**What is expected**
Search the listing below for the string "number" and copy every line where it occurs.

Top of Supplied entries

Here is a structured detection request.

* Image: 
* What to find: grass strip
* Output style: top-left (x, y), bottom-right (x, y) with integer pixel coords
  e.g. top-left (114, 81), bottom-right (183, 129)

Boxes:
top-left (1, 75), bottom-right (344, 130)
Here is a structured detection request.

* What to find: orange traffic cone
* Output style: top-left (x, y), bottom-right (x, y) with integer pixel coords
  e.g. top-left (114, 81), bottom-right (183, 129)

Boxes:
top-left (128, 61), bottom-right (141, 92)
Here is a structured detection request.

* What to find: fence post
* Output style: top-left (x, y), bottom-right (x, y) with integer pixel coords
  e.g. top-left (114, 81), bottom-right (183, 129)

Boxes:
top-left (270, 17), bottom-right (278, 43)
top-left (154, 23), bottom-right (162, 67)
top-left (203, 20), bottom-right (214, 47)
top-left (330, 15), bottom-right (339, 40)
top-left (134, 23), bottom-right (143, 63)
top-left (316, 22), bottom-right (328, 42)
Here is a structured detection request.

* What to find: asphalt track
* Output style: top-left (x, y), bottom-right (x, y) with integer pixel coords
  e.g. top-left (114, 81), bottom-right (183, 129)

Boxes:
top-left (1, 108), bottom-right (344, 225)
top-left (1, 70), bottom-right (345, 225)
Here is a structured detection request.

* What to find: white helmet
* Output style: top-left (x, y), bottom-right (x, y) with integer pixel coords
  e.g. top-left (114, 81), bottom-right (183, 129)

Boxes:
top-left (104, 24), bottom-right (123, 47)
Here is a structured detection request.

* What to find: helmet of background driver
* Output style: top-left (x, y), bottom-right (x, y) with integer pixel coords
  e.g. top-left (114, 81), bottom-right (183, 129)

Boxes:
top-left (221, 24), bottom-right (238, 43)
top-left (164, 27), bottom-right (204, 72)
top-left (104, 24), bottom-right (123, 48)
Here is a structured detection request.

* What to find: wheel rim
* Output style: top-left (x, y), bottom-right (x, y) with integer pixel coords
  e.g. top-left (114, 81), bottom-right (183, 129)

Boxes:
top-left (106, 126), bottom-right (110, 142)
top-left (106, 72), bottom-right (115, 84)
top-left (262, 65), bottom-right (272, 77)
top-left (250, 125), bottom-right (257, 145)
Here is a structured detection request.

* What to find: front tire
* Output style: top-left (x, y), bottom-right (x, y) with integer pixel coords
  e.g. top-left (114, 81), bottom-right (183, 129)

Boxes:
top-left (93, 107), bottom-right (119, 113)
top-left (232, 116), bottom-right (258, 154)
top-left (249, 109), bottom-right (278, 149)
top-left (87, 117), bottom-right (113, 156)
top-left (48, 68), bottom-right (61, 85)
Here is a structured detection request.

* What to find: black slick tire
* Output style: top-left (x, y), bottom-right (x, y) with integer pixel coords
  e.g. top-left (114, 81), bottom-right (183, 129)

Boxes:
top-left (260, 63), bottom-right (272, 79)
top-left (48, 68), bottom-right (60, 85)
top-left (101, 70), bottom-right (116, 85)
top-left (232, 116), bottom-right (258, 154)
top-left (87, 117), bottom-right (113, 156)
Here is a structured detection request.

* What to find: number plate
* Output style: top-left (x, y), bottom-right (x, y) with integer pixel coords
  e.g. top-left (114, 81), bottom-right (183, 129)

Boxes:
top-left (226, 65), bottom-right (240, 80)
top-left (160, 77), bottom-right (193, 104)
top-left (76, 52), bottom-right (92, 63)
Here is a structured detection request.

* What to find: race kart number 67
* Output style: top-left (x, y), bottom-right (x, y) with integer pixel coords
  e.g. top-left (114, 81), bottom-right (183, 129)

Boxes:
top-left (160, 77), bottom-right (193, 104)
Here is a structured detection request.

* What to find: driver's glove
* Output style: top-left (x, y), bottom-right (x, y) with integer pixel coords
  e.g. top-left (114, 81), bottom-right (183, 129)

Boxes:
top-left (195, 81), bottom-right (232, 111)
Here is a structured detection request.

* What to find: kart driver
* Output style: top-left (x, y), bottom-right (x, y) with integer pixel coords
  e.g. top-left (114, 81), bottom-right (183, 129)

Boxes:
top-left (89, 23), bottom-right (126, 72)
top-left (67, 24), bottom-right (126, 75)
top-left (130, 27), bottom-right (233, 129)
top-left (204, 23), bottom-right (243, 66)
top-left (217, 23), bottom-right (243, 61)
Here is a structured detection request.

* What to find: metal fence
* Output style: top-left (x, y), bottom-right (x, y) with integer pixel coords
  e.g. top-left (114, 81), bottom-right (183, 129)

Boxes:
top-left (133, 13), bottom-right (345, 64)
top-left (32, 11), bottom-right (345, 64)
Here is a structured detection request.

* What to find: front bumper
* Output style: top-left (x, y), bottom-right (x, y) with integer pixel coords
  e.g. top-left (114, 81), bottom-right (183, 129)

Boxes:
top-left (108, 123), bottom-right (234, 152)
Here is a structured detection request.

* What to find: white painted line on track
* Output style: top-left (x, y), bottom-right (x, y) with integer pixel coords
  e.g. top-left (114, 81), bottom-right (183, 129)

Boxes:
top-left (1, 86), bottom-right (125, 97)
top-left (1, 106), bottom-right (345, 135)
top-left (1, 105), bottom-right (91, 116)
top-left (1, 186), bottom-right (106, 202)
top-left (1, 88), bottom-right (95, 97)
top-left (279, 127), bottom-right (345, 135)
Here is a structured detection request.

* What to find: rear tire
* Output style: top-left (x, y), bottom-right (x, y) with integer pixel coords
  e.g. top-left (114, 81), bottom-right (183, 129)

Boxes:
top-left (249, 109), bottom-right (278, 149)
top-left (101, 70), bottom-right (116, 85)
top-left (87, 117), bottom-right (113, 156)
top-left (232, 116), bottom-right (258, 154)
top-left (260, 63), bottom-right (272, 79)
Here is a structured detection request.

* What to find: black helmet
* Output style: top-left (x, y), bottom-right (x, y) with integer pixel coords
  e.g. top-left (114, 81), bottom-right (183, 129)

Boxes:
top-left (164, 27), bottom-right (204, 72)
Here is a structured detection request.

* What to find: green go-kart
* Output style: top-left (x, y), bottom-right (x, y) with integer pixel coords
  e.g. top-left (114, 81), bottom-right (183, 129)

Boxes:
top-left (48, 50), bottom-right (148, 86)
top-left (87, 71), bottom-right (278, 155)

Bottom of Supplied entries
Top of Supplied entries

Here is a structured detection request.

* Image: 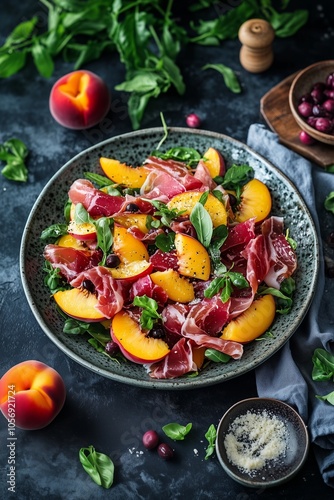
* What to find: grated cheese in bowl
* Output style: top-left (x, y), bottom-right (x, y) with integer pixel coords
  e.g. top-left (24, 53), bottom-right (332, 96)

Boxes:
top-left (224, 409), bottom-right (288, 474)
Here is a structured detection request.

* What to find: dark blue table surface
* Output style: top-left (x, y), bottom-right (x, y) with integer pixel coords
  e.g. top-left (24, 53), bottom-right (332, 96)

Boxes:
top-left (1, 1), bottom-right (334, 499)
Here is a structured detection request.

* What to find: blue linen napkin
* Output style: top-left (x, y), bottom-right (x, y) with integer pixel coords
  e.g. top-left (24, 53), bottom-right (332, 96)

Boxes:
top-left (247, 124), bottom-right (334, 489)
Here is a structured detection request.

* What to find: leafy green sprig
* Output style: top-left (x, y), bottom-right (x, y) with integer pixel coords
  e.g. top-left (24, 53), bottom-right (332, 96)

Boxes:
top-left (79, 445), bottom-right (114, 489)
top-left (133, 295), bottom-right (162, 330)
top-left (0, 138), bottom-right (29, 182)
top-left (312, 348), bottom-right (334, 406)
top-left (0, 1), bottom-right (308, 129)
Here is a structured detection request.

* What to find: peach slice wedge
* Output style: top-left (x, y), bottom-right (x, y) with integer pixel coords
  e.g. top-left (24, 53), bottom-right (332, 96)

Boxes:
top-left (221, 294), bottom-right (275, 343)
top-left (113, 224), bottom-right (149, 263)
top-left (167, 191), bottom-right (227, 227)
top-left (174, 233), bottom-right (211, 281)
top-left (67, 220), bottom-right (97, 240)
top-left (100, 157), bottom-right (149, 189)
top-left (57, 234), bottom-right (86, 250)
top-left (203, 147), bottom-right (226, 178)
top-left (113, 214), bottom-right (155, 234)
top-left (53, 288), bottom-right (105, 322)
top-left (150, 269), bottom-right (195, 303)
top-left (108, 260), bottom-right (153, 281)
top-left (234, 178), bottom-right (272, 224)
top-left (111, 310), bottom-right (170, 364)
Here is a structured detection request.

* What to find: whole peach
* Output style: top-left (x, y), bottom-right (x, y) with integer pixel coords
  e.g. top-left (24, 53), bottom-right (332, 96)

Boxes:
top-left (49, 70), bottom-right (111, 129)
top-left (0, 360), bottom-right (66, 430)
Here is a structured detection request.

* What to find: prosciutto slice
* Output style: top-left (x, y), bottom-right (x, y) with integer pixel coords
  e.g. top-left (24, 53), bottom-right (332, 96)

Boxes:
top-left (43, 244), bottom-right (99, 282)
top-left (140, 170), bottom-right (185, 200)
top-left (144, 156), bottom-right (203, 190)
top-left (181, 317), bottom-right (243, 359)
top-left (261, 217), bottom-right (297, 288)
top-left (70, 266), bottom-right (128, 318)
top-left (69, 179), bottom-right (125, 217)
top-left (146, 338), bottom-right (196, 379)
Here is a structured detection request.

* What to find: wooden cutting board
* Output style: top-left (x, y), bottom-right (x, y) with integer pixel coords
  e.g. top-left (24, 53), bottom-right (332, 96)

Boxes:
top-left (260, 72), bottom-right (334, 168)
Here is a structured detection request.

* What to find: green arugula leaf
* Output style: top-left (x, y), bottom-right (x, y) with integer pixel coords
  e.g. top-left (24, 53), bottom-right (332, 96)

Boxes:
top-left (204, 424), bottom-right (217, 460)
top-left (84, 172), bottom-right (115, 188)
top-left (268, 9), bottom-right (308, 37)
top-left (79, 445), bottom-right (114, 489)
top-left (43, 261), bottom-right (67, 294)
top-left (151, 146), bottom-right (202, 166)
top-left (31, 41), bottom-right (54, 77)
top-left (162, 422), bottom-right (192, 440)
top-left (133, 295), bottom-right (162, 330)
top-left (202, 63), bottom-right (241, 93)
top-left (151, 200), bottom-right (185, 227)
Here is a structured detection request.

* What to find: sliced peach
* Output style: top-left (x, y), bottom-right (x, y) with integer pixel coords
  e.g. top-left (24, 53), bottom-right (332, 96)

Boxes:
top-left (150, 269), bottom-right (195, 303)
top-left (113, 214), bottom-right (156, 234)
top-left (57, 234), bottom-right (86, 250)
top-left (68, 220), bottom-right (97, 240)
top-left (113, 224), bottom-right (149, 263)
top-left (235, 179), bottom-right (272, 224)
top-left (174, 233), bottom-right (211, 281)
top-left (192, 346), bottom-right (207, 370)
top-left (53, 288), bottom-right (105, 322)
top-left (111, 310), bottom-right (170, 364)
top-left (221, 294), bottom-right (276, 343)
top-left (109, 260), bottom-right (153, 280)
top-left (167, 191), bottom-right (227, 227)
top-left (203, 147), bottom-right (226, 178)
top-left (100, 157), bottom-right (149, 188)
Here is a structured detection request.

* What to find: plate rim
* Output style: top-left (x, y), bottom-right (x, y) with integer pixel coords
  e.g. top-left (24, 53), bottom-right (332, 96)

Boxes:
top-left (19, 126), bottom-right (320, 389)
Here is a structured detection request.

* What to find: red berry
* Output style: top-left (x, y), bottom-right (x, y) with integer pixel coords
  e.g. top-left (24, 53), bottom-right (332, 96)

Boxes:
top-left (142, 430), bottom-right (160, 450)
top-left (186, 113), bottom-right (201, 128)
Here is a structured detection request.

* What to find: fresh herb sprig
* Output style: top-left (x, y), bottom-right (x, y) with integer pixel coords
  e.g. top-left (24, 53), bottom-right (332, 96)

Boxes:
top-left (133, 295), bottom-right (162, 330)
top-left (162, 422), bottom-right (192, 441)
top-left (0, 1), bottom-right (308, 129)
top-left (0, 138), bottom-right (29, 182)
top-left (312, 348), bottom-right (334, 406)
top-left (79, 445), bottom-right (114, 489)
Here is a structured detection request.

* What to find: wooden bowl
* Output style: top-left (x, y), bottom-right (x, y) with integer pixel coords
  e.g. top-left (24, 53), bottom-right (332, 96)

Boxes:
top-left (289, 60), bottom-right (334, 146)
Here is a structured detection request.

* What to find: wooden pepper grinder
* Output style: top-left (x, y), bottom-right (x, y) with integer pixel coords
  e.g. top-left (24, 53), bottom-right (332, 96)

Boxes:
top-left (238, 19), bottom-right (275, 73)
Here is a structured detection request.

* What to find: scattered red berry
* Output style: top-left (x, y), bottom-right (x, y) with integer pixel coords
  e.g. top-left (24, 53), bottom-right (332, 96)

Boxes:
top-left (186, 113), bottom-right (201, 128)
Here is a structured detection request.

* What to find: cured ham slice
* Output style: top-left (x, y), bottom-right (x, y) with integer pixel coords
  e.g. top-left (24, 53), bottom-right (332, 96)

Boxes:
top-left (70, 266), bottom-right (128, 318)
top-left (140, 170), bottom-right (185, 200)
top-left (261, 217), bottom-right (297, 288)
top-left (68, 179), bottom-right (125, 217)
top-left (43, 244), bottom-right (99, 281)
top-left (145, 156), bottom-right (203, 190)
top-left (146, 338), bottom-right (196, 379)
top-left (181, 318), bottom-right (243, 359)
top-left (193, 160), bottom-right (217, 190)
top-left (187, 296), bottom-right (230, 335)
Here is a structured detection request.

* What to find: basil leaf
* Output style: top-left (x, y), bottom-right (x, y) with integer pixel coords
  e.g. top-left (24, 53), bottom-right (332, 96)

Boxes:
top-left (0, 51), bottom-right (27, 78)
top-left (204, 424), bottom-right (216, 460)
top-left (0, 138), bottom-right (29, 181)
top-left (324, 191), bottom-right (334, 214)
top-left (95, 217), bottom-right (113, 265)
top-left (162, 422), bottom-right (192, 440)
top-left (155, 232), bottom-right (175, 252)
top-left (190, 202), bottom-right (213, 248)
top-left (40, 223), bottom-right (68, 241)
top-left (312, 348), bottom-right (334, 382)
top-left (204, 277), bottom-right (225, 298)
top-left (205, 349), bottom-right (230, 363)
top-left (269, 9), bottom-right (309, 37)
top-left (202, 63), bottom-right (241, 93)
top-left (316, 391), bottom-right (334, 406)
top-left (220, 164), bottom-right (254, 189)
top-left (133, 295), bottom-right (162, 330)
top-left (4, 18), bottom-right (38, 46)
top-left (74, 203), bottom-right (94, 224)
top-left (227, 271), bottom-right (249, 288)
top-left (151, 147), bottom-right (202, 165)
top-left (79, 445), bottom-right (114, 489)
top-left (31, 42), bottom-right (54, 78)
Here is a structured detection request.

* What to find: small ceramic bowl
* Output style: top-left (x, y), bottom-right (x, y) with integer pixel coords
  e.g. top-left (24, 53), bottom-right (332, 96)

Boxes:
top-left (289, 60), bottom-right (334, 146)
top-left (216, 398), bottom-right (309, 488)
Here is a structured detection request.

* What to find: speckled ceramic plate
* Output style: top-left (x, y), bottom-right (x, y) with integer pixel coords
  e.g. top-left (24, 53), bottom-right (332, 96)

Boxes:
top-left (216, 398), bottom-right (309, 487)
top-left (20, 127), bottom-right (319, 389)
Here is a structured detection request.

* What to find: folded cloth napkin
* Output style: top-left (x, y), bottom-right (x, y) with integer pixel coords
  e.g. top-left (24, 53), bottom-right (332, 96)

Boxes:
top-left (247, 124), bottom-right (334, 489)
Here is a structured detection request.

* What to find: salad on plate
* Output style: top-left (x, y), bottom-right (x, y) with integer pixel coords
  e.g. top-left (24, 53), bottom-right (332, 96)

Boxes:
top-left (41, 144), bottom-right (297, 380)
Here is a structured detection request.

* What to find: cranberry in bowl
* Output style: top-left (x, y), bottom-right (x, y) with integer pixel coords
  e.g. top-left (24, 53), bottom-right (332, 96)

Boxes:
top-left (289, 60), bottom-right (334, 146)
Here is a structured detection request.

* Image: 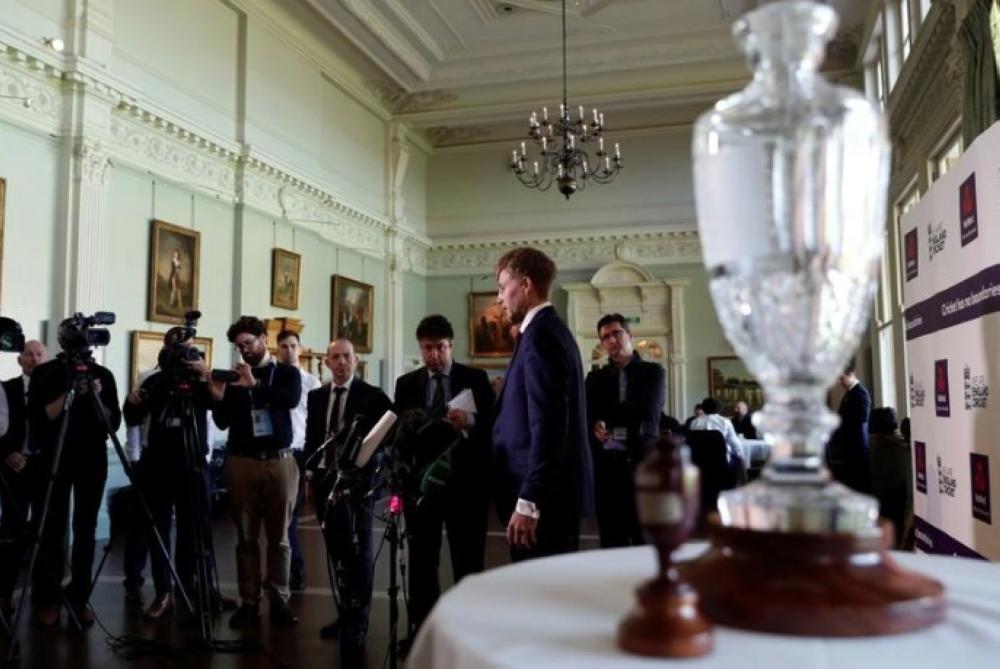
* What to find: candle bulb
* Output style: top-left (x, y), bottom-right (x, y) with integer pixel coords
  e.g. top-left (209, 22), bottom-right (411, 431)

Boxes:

Bottom of Supplied entries

**Answer below**
* What to find: number plate
* What to find: race kart number 67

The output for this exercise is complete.